Mar 302011

More and more growers and producers of olives and olive oil are joining the certified “organic” trend. Even though organic can mean more expense on the growing end with conventional weed control and fertility management at approximately $117.00 an acre and organic at $1750.00 an acre (Paul Vossen et al., UC Davis, 2005) growers are making a go of it. I know I am seeing an increasing number of organic olives and olive oil products on the grocery store shelves.

To most of us organic means wholesome, unadulterated, or some other positive, good-for-you word. When I think of organic though, I think of a structured process approved by a governing body, whether it’s by the governing body where the crop is grown or the one where the end product is sold and consumed. Certainly the word, organic, conjures up some very specific thoughts in most farming and grocery shopping folks today.

Since organic methods are global, I wanted to introduce you to a video about a Peruvian Organic Olive Farm. It shows some of the natural techniques for olive pollination – bees (even though most olive trees are wind pollinated) and a natural method for eliminating some insects – corn.

In the United States the US Department of Agriculture is our governing body that certifies whether or not a food product can use the term organic. They have the National Organic Program which accredits and certifies and enforces the law, rules and regulations surrounding organic products. One thing they don’t promise or certify is whether or not the organic food is safe or even nutritious. They leave the good judgement part up to us.

————

» Prompt A: In the piece on organic olive growing, which US body decides whether a food product may use the term organic?
» Prompt B: Please carry on the piece on organic olive growing from the point where it stops.

» Dataset content:
————

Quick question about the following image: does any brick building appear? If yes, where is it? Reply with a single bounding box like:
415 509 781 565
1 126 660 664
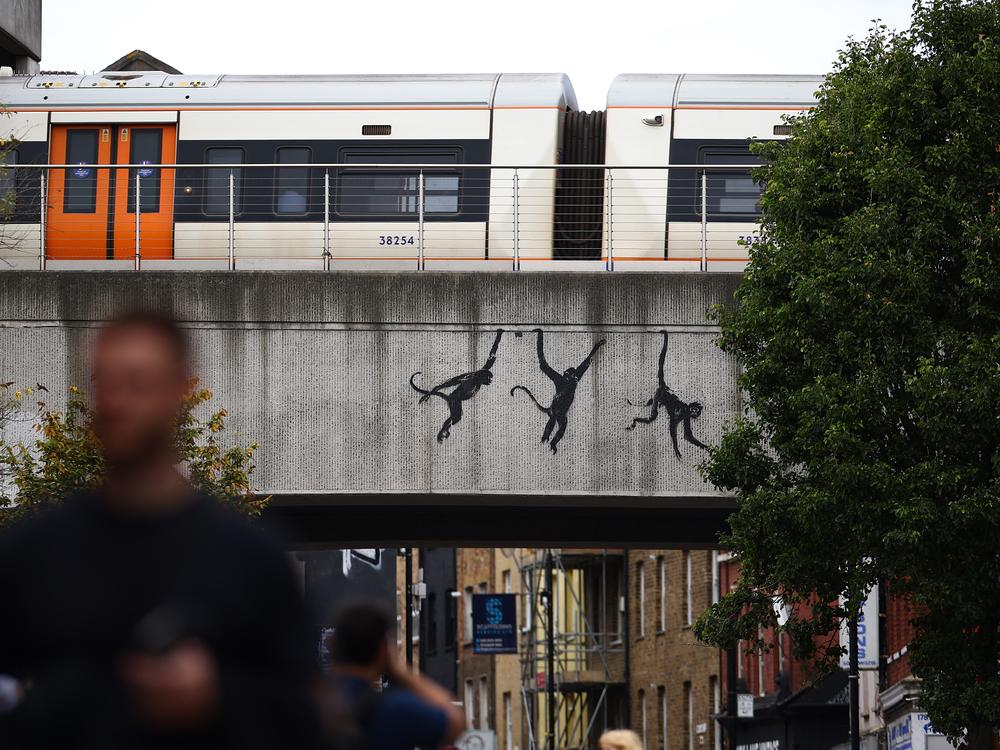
628 550 722 750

————

» Exercise response A: The US Department of Agriculture, through its National Organic Program.

» Exercise response B:
The Mayo Clinic provides a chart that easily describes the difference between Conventional and Organic Farming. It is very oversimplified but gives you a non-techie, good idea of how organic growing works.



Apply chemical fertilizers to promote plant growth. Apply natural fertilizers, such as manure or compost, to feed soil and plants.
Spray insecticides and pesticides to reduce pests and pest diseases. Use beneficial insects and birds, mating disruption, or traps to reduce pests and disease.
Use chemical herbicides to manage weeds. Rotate crops, till, hand weed, or mulch to manage weeds.
Give animals antibiotics, growth hormones and medications to prevent disease and spur growth. Give animals organic feed and access to the outdoors. Use preventive measures, such as, rotational grazing, balanced diet, and clean housing, to help minimize disease.


Whether it’s by conventional or organic means olives and olive oil are delicious sources of anti-oxidants and nutrition and have been for thousands of years.

May the sun shine through your branches.